[begin SOURCE PASSAGE]

3.5 y/o daughter said she doesn't like herself

Unprompted to her mother. She said she doesn't like herself because she (as in my daughter) cries a lot.

It hit me pretty hard when I heard that. I know kids say all sorts of things and can forget some of them quickly. But some things they don't. I've read some horror stories on here even if how things can end up, some that may have been avoidable and same not. Just want to do everything I can.

I've read all sorts of books, we do our best at respectful parenting, giving her independence, knowing our boundaries but having fun where we can. Nothing currently seems out of the ordinary in our routine or at daycare or any other interactions. I tried to pick her brain about it and she reiterated it. I try not to just tell her how to feel but was kinda unsure on how to best handle it. She's a shy (yet loud) and particular girl that's slowly coming out of her shell with a laugh that'll make you melt.

Again, I know kids this age say all sorts of things, so I'm not sure what I'm looking for. It just has me looking towards the future a lot. Wise sage advice on how to best teach kids self love and to grow their confidence as they get older I guess. Just looking for a helpful mindset or some words to live by when approaching these kinds of situations.
 
@imperfectdesciple I suggest not letting it get in your head. It's possible she's trying to understand why she still has baby needs yet is also becoming a big girl. Maybe just hear her out and reassure her. I've got a feeling you've already been off to a good start with her.
 
@tapselbor Agree with this. Who knows what she’s really trying to express with her young vocabulary. It may be as simple as not liking the way she feels, because she’s not verbally sophisticated enough to distinguish between her feelings and herself.

Also keep in mind that it’s normal to feel frustrated with things about ourselves. You could consider saying something like, “That sounds really hard. Sometimes I get upset with myself about my feelings, too. But I try to remind myself that all feelings are allowed, even upset or sad ones, and that upset and sad feelings don’t last forever. And you should know that I love you all the time, even if you’re sad or upset.”
 
@tapselbor Yea I was trying to stop myself from reading into it too much but it just had me thinking of the next 15 years and how I feel ill equipped to prepare her. I think your take is nice and succinct and sounds right. Thanks
 
@imperfectdesciple My son (5 years old) went through a few-week phase where he would say similar things, typically in response to a mistake he made, or me or my wife correcting an unwanted behavior.

When he said those things, I tried not to make a big deal out of it, because I think he was mainly looking for my reaction. I would respond with, "Well, I love you. Why don't you like yourself right now?" And he would either shrug his shoulders or say, "I just don't."

I would then remind him that many people have those feelings sometimes and that we are often harder on ourselves than we should be. I've told him that I have those thoughts sometimes, too. But when I feel that way, I think of all the people in my life that I love and know love me. I also told him that he doesn't have to go through those sad feelings alone and that any time he has those thoughts or feelings to let me know so we can either talk about it or just hug it out for a little bit.

[end SOURCE PASSAGE]
[begin MATERIAL SUPPLIED]

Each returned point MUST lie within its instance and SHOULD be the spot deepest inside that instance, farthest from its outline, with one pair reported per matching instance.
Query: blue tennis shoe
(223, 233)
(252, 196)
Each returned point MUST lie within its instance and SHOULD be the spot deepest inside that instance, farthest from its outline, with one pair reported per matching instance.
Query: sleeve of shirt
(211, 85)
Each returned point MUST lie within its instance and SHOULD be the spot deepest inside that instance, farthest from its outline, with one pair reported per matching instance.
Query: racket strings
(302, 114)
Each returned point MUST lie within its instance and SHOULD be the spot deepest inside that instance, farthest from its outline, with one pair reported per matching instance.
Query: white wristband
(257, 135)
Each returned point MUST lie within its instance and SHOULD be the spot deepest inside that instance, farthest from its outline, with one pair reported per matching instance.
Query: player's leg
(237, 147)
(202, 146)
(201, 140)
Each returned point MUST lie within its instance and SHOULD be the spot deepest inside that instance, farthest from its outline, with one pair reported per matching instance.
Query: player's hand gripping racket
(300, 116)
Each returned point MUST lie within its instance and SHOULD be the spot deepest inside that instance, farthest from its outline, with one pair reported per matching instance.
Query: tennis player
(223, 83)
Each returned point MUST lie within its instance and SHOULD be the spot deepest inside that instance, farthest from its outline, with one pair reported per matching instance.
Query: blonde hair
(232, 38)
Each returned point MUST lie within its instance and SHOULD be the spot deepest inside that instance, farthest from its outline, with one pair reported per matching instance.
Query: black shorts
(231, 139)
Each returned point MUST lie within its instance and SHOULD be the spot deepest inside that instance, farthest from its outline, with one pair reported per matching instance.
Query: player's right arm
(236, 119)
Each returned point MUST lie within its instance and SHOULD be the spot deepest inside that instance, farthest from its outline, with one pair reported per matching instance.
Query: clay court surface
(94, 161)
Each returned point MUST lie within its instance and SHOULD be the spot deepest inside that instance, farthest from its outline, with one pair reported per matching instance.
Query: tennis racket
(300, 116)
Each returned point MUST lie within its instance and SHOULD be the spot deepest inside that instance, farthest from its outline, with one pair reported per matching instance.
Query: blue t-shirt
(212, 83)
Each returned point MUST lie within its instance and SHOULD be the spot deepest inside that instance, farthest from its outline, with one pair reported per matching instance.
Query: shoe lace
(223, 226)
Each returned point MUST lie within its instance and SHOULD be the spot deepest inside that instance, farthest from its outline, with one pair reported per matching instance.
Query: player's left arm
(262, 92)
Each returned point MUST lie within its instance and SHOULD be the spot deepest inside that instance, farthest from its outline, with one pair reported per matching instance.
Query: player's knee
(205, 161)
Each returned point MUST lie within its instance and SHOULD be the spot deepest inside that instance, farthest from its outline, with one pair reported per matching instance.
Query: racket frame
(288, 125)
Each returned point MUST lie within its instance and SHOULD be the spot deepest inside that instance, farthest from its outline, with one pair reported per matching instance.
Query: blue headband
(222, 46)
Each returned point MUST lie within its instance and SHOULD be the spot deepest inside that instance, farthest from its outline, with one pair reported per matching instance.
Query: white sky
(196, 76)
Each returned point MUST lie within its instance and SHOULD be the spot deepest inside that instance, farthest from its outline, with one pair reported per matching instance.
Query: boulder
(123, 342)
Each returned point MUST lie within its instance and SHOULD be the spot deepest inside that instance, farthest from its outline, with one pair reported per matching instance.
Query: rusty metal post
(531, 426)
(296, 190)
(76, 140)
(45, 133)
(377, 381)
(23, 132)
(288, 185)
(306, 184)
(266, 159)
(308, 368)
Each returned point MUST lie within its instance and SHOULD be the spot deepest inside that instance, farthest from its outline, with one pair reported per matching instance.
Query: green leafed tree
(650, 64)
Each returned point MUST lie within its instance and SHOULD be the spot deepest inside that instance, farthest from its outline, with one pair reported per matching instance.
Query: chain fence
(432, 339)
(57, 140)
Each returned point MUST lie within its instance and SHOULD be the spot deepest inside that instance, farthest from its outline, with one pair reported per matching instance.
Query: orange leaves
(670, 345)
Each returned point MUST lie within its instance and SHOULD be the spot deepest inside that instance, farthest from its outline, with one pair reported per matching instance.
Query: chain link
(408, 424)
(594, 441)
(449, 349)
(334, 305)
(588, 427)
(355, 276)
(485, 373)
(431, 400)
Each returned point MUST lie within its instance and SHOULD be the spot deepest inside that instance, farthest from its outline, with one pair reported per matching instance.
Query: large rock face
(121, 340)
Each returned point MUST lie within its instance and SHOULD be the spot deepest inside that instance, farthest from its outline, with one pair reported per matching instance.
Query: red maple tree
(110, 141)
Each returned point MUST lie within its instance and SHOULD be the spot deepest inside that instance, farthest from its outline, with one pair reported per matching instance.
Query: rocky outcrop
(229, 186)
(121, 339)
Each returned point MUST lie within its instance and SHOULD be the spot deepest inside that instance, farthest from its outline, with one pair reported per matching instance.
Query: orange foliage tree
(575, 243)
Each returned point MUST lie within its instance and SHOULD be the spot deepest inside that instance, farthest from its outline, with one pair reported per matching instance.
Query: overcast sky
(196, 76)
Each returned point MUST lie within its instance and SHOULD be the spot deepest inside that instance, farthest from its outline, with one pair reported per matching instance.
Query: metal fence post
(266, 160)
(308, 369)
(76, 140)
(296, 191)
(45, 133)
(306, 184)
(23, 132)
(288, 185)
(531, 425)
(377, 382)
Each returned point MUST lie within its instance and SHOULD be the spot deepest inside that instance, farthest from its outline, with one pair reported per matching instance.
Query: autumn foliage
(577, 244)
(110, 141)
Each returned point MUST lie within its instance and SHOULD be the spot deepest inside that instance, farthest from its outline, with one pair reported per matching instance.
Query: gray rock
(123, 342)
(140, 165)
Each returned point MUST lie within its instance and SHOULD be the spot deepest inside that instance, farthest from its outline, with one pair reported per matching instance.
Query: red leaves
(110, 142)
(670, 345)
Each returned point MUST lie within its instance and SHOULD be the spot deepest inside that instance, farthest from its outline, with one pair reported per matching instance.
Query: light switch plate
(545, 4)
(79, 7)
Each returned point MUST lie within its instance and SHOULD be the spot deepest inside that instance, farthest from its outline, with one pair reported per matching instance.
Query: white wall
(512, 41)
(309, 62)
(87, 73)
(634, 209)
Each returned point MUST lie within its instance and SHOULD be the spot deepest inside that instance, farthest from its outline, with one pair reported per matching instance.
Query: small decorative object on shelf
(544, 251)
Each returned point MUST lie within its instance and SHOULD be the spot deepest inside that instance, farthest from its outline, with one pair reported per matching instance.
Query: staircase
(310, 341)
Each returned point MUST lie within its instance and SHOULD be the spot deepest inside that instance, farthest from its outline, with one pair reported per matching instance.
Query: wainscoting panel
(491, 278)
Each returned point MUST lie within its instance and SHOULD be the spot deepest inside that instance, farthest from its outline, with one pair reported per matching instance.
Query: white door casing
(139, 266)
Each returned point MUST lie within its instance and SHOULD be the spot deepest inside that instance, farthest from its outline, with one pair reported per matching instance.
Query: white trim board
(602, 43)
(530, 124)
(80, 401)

[end MATERIAL SUPPLIED]

WHAT THE EXERCISE ASKS: Please copy, word for word, the part of the parenting thread from "Also keep in" up to and including "an unwanted behavior.".

THE ANSWER:
Also keep in mind that it’s normal to feel frustrated with things about ourselves. You could consider saying something like, “That sounds really hard. Sometimes I get upset with myself about my feelings, too. But I try to remind myself that all feelings are allowed, even upset or sad ones, and that upset and sad feelings don’t last forever. And you should know that I love you all the time, even if you’re sad or upset.”
 
@tapselbor Yea I was trying to stop myself from reading into it too much but it just had me thinking of the next 15 years and how I feel ill equipped to prepare her. I think your take is nice and succinct and sounds right. Thanks
 
@imperfectdesciple My son (5 years old) went through a few-week phase where he would say similar things, typically in response to a mistake he made, or me or my wife correcting an unwanted behavior.